ЗАДАНИЯ:
[A] Перепишите из текста о музыкальной жизни Франции фрагмент от «Полное потрясение нации» до «молодого музыкального поколения.».
[B] Ответьте по тексту о музыкальной жизни Франции на следующие вопросы:
(i) В каком году было организовано Национальное общество музыки?
(ii) Кто дирижировал Концертами артистической ассоциации?
(iii) В каком году были открыты концерты Ламуре?

ТЕКСТ ДЛЯ ЧТЕНИЯ:
————————

Полное потрясение нации после военных поражений 1870 года, перерождают ее художественный дух, происходит пересмотр отношений французов к музыке.
Были организованы Национальное общество музыки (1871) и Концерты артистической ассоциации, которыми дирижировал Э. Колонн (1873). Их деятельность широко пропагандировала классические симфонии и сочинения молодых мастеров французской школы, в первую очередь в инструментальной сфере.
Через 10 лет в 1882 году были открыты концерты Ламуре. Его концертная деятельность разительно отличалась от концертов Э. Колонна. Причина тут не только в различии художественных индивидуальностей дирижеров, но и в изменившейся исторической обстановке. Публика ознакомилась «с богатой музыкальной сокровищницей» [49, с. 180], на смену ей пришли открытия вагнеровского мира. Таковы были требования молодого музыкального поколения.

————————

ИСХОДНЫЕ ДАННЫЕ:
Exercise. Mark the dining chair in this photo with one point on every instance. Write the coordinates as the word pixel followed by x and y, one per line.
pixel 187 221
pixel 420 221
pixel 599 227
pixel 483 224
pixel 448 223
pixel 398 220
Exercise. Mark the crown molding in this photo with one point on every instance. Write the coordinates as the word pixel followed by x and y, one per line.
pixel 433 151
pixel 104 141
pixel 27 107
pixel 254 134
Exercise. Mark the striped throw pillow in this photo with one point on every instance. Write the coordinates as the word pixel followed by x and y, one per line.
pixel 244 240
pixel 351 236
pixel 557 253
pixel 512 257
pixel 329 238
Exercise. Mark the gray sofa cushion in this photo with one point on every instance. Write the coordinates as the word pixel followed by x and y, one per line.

————————

ОТВЕТЫ:
[A]
Полное потрясение нации после военных поражений 1870 года, перерождают ее художественный дух, происходит пересмотр отношений французов к музыке.
Были организованы Национальное общество музыки (1871) и Концерты артистической ассоциации, которыми дирижировал Э. Колонн (1873). Их деятельность широко пропагандировала классические симфонии и сочинения молодых мастеров французской школы, в первую очередь в инструментальной сфере.
Через 10 лет в 1882 году были открыты концерты Ламуре. Его концертная деятельность разительно отличалась от концертов Э. Колонна. Причина тут не только в различии художественных индивидуальностей дирижеров, но и в изменившейся исторической обстановке. Публика ознакомилась «с богатой музыкальной сокровищницей» [49, с. 180], на смену ей пришли открытия вагнеровского мира. Таковы были требования молодого музыкального поколения.

[B]
(i) В 1871 году.
(ii) Э. Колонн.
(iii) В 1882 году.